● Input

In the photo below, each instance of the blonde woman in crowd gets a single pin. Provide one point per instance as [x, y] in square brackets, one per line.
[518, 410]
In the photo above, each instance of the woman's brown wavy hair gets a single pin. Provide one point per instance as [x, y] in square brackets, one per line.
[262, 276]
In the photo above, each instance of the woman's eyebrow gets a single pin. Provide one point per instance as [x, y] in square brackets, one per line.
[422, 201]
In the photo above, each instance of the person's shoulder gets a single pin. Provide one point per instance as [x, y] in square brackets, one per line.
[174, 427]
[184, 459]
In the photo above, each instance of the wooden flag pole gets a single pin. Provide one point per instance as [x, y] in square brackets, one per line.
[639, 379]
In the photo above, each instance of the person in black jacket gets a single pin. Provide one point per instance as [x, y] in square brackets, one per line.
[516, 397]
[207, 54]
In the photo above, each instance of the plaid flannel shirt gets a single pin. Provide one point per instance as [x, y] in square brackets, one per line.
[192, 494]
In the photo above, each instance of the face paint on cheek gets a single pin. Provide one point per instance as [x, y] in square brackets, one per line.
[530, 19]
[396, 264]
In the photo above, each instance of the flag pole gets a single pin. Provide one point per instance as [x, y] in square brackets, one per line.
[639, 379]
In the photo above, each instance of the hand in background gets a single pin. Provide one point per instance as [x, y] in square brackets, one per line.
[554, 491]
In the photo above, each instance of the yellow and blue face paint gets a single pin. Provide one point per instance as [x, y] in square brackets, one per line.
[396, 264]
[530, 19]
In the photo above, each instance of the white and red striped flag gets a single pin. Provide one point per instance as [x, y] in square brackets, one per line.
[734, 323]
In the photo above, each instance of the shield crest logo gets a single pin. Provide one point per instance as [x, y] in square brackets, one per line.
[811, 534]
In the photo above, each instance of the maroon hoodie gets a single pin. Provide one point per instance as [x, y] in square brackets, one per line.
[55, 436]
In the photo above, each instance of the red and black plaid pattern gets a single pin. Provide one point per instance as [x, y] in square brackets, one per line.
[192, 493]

● What this task involves
Reproduce the complete data exactly as presented above.

● The output
In the photo below, each instance of the blonde woman in crowd gets a single pin. Provide one point per instance as [x, y] in square brackets, one per line.
[518, 410]
In the photo above, each instance of the woman's brown wavy hair gets a single pin. Provide one point per instance as [x, y] in square brackets, one per line.
[262, 276]
In the photo above, each instance of the woman's eyebrow gets a single pin. Provide one point per instance as [x, y] in square brackets, one per line.
[422, 201]
In the photo above, each instance of the person's shoulder gets a single pin. Provide one point per instance as [x, y] in square brackets, one per line.
[174, 427]
[184, 459]
In the photo above, each instance of the wooden flag pole gets a single pin. Provide one point per instance as [x, y] in square brackets, one per line.
[639, 379]
In the photo above, each instance of the person in black jacket gets a single pin. Provide one point per instance as [x, y] in square brackets, one per line.
[516, 397]
[207, 54]
In the photo above, each instance of the plaid flannel shirt gets a single pin. Provide one point per instance as [x, y] in square brackets, one per line.
[192, 494]
In the photo above, each instance of the face paint on cheek gets a single pin. Provide one point per instance as [x, y] in square brackets, one per line.
[530, 19]
[396, 264]
In the photo above, each instance of the flag pole gets a single pin. Provide one point per instance as [x, y] in square brackets, one per line.
[639, 379]
In the photo above, each instance of the hand in background gets a single pin. Provide one point per instance as [x, y] in square brackets, one per line.
[554, 491]
In the photo above, each instance of the yellow and blue face paint gets a single pin. Provide one point per instance as [x, y] in square brackets, one per line.
[396, 264]
[530, 19]
In the photo above, each instance of the white and red striped flag gets a single pin. Provide one point per instance as [x, y] in square brackets, one per line.
[734, 323]
In the photo above, each instance of the shield crest logo gets a single pin. Provide one point per instance as [x, y] in square brackets, one per line.
[811, 534]
In the photo above, each instance of the maroon hoodie gets a single pin. Provide one point per instance as [x, y] in square brackets, one per line.
[55, 436]
In the photo above, each instance of the red and black plaid pattern gets a single pin. Provide one point per instance as [x, y] in square brackets, one per line.
[192, 493]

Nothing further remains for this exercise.